AUFGABENSTELLUNG:
Schreibe die folgenden Zeilen erneut und ersetze dabei in allen Datensätzen "instance" durch "occurrence", ohne sonst etwas zu verändern.

BEREITGESTELLTE DATEN:
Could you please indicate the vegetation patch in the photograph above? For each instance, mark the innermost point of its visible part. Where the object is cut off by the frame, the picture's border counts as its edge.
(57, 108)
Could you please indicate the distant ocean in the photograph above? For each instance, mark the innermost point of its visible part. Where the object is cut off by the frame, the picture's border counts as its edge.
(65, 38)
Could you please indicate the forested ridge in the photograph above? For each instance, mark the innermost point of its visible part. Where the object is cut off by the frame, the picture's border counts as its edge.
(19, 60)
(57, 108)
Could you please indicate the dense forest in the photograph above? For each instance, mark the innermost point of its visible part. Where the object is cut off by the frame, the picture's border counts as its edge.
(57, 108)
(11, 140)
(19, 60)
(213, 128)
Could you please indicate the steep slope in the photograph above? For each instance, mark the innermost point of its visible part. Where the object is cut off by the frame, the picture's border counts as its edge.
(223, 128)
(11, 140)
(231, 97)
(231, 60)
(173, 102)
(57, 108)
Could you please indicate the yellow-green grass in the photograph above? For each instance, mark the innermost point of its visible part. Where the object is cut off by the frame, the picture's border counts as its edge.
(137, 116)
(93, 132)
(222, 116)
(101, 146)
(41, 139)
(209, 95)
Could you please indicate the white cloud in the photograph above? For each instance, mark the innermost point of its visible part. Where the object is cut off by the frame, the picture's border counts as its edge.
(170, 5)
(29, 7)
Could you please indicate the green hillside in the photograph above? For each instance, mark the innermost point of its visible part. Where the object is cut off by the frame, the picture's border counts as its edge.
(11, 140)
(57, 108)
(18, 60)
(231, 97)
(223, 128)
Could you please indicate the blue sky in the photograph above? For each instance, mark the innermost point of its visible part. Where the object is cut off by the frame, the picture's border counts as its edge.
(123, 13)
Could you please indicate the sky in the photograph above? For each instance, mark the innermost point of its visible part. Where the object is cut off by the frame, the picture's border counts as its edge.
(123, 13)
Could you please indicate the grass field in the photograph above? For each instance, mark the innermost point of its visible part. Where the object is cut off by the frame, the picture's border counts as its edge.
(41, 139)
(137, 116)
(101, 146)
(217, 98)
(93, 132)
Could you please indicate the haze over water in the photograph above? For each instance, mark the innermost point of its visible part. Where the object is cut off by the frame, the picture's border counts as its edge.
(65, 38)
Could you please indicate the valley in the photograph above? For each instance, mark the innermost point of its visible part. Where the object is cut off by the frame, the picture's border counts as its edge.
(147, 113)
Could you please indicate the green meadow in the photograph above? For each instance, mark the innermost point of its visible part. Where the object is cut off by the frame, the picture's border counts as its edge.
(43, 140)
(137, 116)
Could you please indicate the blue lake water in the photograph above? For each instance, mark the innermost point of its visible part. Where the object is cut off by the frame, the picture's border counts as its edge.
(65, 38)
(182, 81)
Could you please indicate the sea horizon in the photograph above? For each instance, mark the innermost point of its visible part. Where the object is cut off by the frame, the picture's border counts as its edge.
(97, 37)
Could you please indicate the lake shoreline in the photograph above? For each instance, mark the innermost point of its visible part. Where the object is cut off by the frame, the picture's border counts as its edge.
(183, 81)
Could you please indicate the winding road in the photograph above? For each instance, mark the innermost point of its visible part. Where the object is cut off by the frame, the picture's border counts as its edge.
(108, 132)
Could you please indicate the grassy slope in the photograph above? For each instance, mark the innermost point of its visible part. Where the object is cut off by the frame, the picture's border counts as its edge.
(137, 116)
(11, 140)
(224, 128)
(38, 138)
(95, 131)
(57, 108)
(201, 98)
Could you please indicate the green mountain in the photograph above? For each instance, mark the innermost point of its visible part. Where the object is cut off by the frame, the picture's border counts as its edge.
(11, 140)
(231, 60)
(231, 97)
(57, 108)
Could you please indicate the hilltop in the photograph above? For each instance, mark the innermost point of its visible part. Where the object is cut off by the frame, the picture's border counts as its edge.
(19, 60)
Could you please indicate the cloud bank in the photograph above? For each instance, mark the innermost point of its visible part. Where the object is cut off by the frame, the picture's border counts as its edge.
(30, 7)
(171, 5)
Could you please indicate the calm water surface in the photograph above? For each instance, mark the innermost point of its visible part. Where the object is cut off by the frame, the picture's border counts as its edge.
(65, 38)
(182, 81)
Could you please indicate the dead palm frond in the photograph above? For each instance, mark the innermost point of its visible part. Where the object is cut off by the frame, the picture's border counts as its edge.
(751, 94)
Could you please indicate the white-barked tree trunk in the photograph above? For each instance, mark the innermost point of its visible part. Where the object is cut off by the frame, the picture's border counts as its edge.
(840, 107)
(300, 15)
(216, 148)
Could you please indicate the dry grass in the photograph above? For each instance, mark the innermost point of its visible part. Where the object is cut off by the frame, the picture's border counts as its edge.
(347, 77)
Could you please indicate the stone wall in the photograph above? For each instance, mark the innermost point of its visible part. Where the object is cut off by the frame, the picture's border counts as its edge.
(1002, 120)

RICHTIGE ANTWORT:
Could you please indicate the vegetation patch in the photograph above? For each occurrence, mark the innermost point of its visible part. Where the object is cut off by the frame, the picture's border counts as its edge.
(57, 108)
Could you please indicate the distant ocean in the photograph above? For each occurrence, mark the innermost point of its visible part. Where the object is cut off by the frame, the picture's border counts as its edge.
(65, 38)
Could you please indicate the forested ridge in the photograph above? For each occurrence, mark the innermost point of its visible part. Where the object is cut off by the frame, the picture's border counts as its edge.
(19, 60)
(57, 108)
Could you please indicate the dense forest in the photograph above? For each occurrence, mark the innermost point of its visible part. Where the object is cut off by the frame, the picture's border counts as its edge.
(57, 108)
(11, 140)
(19, 60)
(213, 128)
Could you please indicate the steep slope in the photograph above? For each occurrence, mark the innermost point of its visible part. Where the object is cut off by the frame, the picture's border counts as its edge.
(223, 128)
(11, 140)
(231, 97)
(231, 60)
(173, 102)
(57, 108)
Could you please indicate the yellow-green grass in the photograph above? For each occurrence, mark the innermost point of its visible part. Where the object is cut off by the frame, the picture's border counts as its edge.
(137, 116)
(93, 132)
(222, 116)
(101, 146)
(41, 139)
(209, 95)
Could you please indicate the white cloud in the photograph above? For each occurrence, mark the innermost point of its visible part. Where the object is cut off by the frame, the picture's border counts as its edge.
(170, 5)
(29, 7)
Could you please indicate the green hillside in the photograph above? For each occurrence, mark the innermost point of its visible part. Where the object is cut off by the frame, the picture's border counts as its edge.
(11, 140)
(57, 108)
(18, 60)
(231, 97)
(223, 128)
Could you please indicate the blue sky in the photograph above? For each occurrence, mark the innermost point of its visible part. Where the object is cut off by the frame, the picture's border counts as its edge.
(123, 13)
Could you please indicate the sky in the photograph above? For each occurrence, mark the innermost point of its visible part. Where the object is cut off by the frame, the picture's border counts as its edge.
(123, 13)
Could you please indicate the grass field in the photograph above? For each occurrence, mark the innermost point of its visible part. Where the object is cut off by the frame, the picture's border counts as its edge.
(41, 139)
(137, 116)
(101, 146)
(217, 98)
(93, 132)
Could you please indicate the haze over water in the photograph above? For each occurrence, mark the innermost point of its visible part. Where the object is cut off by the frame, the picture's border counts as its edge.
(65, 38)
Could you please indicate the valley in the photograph above? For each occurrence, mark the innermost point of its visible part. Where the object is cut off by the frame, the picture's border counts as its edge.
(147, 113)
Could you please indicate the green meadow in the photograph above? For each occurrence, mark the innermost point of its visible part. Where the object is cut off by the frame, the picture's border counts as its edge.
(43, 140)
(137, 116)
Could you please indicate the blue lake water in the photograph above? For each occurrence, mark the innermost point of its visible part. Where the object is cut off by the frame, the picture's border counts as its edge.
(65, 38)
(182, 81)
Could you please indicate the sea horizon in the photograph above? For each occurrence, mark the innermost point of its visible part. Where the object is cut off by the frame, the picture's border counts as its edge.
(97, 37)
Could you please indicate the lake shoreline in the photograph above? For each occurrence, mark the innermost point of its visible part. Where the object is cut off by the frame, the picture's border counts as its edge.
(183, 81)
Could you please indicate the winding road in the photograph above? For each occurrence, mark the innermost point of its visible part. Where the object is cut off by the frame, the picture's border counts as its edge.
(108, 132)
Could you please indicate the grassy slope in the photograph above? For each occurrence, mark the innermost point of its visible part. Where the object is cut off by the frame, the picture's border counts as its edge.
(137, 116)
(11, 140)
(224, 128)
(38, 138)
(95, 131)
(57, 108)
(201, 98)
Could you please indicate the green mountain in the photograph above? For each occurrence, mark the innermost point of its visible part. Where the object is cut off by the frame, the picture's border counts as its edge.
(11, 140)
(231, 60)
(231, 97)
(57, 108)
Could you please indicate the hilltop in the photograph above? For each occurrence, mark the innermost point of its visible part. Where the object is cut off by the frame, the picture's border counts as its edge.
(19, 60)
Could you please indicate the cloud bank in the photograph above? For each occurrence, mark the innermost point of its visible part. Where the object is cut off by the frame, the picture's border counts as its edge.
(30, 7)
(171, 5)
Could you please indicate the calm water surface in the photograph above? For each occurrence, mark the innermost point of its visible part. Where the object is cut off by the frame, the picture's border counts as its edge.
(65, 38)
(182, 81)
Could you please indicate the dead palm frond in the photograph above? For each occurrence, mark the innermost point of its visible part. Where the object is cut off by the frame, the picture's border counts as its edge.
(751, 94)
Could you please indicate the white-barked tree trunk in the photograph above? For each occurrence, mark the innermost point of its visible part. Where the object is cut off by the frame, the picture's border counts as its edge.
(840, 107)
(300, 15)
(216, 148)
Could you please indicate the dry grass in the photograph above? For each occurrence, mark the innermost point of its visible part. Where the object is cut off by the frame, the picture's border counts as its edge.
(347, 77)
Could you please indicate the stone wall in the photograph above? For each occurrence, mark the innermost point of its visible part. Where the object is cut off by the frame, the picture's border counts as its edge.
(1002, 120)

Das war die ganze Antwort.